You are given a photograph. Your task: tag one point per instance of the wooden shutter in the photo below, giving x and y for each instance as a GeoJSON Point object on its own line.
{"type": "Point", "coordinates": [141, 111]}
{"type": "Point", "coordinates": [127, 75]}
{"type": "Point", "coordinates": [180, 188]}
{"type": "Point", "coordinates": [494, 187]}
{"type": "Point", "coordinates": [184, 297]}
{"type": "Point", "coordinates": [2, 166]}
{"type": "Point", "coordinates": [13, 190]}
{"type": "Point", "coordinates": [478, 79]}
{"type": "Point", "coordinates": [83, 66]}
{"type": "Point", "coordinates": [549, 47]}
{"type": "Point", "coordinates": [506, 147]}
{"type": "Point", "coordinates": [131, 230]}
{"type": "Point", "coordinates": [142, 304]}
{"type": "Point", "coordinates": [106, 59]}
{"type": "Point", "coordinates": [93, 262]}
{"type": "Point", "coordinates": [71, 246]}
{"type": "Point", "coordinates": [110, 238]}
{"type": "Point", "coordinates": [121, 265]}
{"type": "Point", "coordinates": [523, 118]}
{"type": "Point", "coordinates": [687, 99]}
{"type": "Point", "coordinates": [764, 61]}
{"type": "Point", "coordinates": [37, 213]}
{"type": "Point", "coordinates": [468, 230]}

+ + +

Exercise: Reproduce all of the rows above word for word, changing nothing.

Correct result:
You are given a photograph. Your task: tag one point per instance of the wooden shutter in the photo below, giving x and y for each instance as a GeoJSON Point object on its own line.
{"type": "Point", "coordinates": [141, 111]}
{"type": "Point", "coordinates": [127, 75]}
{"type": "Point", "coordinates": [180, 188]}
{"type": "Point", "coordinates": [494, 187]}
{"type": "Point", "coordinates": [184, 297]}
{"type": "Point", "coordinates": [2, 166]}
{"type": "Point", "coordinates": [13, 190]}
{"type": "Point", "coordinates": [478, 79]}
{"type": "Point", "coordinates": [83, 66]}
{"type": "Point", "coordinates": [549, 47]}
{"type": "Point", "coordinates": [506, 147]}
{"type": "Point", "coordinates": [131, 230]}
{"type": "Point", "coordinates": [142, 304]}
{"type": "Point", "coordinates": [106, 59]}
{"type": "Point", "coordinates": [93, 262]}
{"type": "Point", "coordinates": [71, 246]}
{"type": "Point", "coordinates": [110, 238]}
{"type": "Point", "coordinates": [121, 265]}
{"type": "Point", "coordinates": [523, 118]}
{"type": "Point", "coordinates": [687, 99]}
{"type": "Point", "coordinates": [764, 61]}
{"type": "Point", "coordinates": [37, 213]}
{"type": "Point", "coordinates": [468, 230]}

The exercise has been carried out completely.